### Aim of the task
In your reply, restate all of the records below word for word.

### Supplied data
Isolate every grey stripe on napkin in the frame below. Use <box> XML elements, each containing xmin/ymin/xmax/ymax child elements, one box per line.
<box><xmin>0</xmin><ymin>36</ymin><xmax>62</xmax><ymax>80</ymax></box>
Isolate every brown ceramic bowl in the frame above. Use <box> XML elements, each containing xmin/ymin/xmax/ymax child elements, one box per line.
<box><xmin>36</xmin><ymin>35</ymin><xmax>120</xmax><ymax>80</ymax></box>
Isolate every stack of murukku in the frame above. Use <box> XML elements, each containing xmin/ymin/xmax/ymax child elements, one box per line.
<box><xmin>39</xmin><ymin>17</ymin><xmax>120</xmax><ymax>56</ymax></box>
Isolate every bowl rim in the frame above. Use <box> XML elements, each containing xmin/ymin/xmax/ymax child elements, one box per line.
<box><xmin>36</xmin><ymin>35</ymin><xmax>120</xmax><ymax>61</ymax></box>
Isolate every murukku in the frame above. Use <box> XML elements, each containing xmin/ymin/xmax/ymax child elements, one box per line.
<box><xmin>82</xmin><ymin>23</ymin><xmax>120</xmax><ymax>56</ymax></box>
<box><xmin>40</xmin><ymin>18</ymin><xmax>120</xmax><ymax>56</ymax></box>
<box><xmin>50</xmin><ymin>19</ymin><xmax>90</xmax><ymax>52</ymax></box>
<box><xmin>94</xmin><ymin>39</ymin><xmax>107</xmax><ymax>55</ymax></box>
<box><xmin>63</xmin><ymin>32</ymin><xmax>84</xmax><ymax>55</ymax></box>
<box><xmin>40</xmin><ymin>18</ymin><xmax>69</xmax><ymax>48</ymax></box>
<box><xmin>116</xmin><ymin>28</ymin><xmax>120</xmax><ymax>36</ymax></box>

### Answer for the task
Isolate every grey stripe on napkin in the frame below. Use <box> XML elements, each containing xmin/ymin/xmax/ymax child elements, one box per line.
<box><xmin>0</xmin><ymin>36</ymin><xmax>62</xmax><ymax>80</ymax></box>
Isolate every brown ceramic bowl in the frame above. Use <box> XML elements, each containing xmin/ymin/xmax/ymax child elements, one box per line.
<box><xmin>36</xmin><ymin>35</ymin><xmax>120</xmax><ymax>80</ymax></box>
Isolate every stack of murukku in the frame above. Use <box> XML elements, each containing xmin/ymin/xmax/ymax child elements, one box per line.
<box><xmin>39</xmin><ymin>17</ymin><xmax>120</xmax><ymax>56</ymax></box>
Isolate every bowl rim in the frame above. Use <box> XML elements, each containing xmin/ymin/xmax/ymax child elements, one box per line.
<box><xmin>36</xmin><ymin>35</ymin><xmax>120</xmax><ymax>61</ymax></box>
Isolate every murukku in the frame above. Use <box> XML elements, each containing xmin/ymin/xmax/ymax child elements, one box per line.
<box><xmin>82</xmin><ymin>23</ymin><xmax>120</xmax><ymax>56</ymax></box>
<box><xmin>40</xmin><ymin>18</ymin><xmax>120</xmax><ymax>56</ymax></box>
<box><xmin>50</xmin><ymin>19</ymin><xmax>90</xmax><ymax>52</ymax></box>
<box><xmin>94</xmin><ymin>39</ymin><xmax>107</xmax><ymax>55</ymax></box>
<box><xmin>63</xmin><ymin>32</ymin><xmax>84</xmax><ymax>55</ymax></box>
<box><xmin>40</xmin><ymin>18</ymin><xmax>69</xmax><ymax>48</ymax></box>
<box><xmin>116</xmin><ymin>28</ymin><xmax>120</xmax><ymax>36</ymax></box>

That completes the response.